### DO THIS
Rewrite the lines below, substituting "backdrop" for every occurrence of "background" and leaving everything else unchanged. Leave the pictures out of your answer.

### RECORDED INFORMATION
****

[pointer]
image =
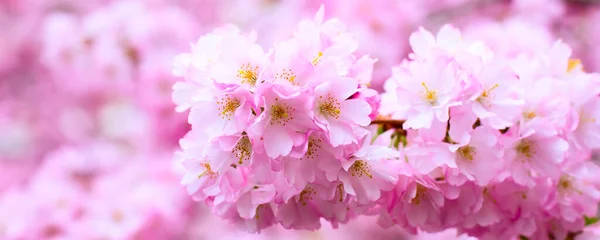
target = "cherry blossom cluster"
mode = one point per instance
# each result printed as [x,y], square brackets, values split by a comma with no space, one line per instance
[491,143]
[279,135]
[500,145]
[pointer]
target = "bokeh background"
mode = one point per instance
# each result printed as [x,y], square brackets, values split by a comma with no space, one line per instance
[88,132]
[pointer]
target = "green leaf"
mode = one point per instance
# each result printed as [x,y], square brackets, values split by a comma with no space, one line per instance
[591,220]
[380,130]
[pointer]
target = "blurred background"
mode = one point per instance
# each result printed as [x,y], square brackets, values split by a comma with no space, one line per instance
[88,131]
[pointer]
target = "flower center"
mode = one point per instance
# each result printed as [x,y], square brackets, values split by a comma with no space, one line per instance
[281,113]
[466,152]
[243,149]
[312,151]
[419,195]
[207,171]
[248,74]
[307,195]
[329,106]
[566,184]
[429,95]
[360,167]
[525,148]
[486,92]
[287,75]
[584,119]
[227,106]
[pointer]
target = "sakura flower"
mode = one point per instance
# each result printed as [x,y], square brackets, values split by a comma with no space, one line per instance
[481,158]
[285,118]
[370,166]
[427,93]
[338,115]
[222,112]
[534,154]
[497,101]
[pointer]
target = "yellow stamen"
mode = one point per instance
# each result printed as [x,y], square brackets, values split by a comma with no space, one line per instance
[419,195]
[306,195]
[287,75]
[573,64]
[312,151]
[486,92]
[248,74]
[525,148]
[227,106]
[360,167]
[207,171]
[466,153]
[243,150]
[330,106]
[429,95]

****

### FINAL RESULT
[pointer]
image =
target = "cherry blossom cluster"
mode = one point per instance
# each result printed as [x,y], square brackets, values split by a comma with no space, one line per instance
[491,143]
[279,135]
[500,145]
[pointer]
target = "bokeh backdrop"
mode = one point per instance
# each result printed as [x,y], square brackets, values split by a comma with no space, one line per instance
[88,132]
[pointer]
target = "green leaf"
mode = one point per instance
# each result printed as [x,y], square brackets, values split by a comma with no space, one line per instance
[591,220]
[380,130]
[pointer]
target = "blurred backdrop"
mode = one point per instance
# each result printed as [x,y], square brackets, values split by a comma with no space, one line per instance
[88,131]
[pointer]
target = "flower center"
mode = one point per instance
# each result printed as [x,y], square brackets, values split by a comma with no space, one line per instance
[281,113]
[466,152]
[243,149]
[312,151]
[419,195]
[207,171]
[248,74]
[307,195]
[329,106]
[566,184]
[429,95]
[360,167]
[525,148]
[486,92]
[287,75]
[584,119]
[227,106]
[pointer]
target = "sakura flower"
mode = one point per instance
# each result printed as [x,y], square brackets, values split by a comma with no space, one line per instance
[481,158]
[285,118]
[370,166]
[427,93]
[338,115]
[222,112]
[534,154]
[497,101]
[pointer]
target = "yellow stamen"
mode = one point per instance
# each result printed as [x,y], square brackets, values split by a comma with no space, one line per instance
[419,195]
[306,195]
[287,75]
[573,64]
[312,151]
[486,92]
[248,74]
[525,148]
[227,106]
[360,167]
[207,171]
[466,153]
[243,150]
[330,106]
[429,95]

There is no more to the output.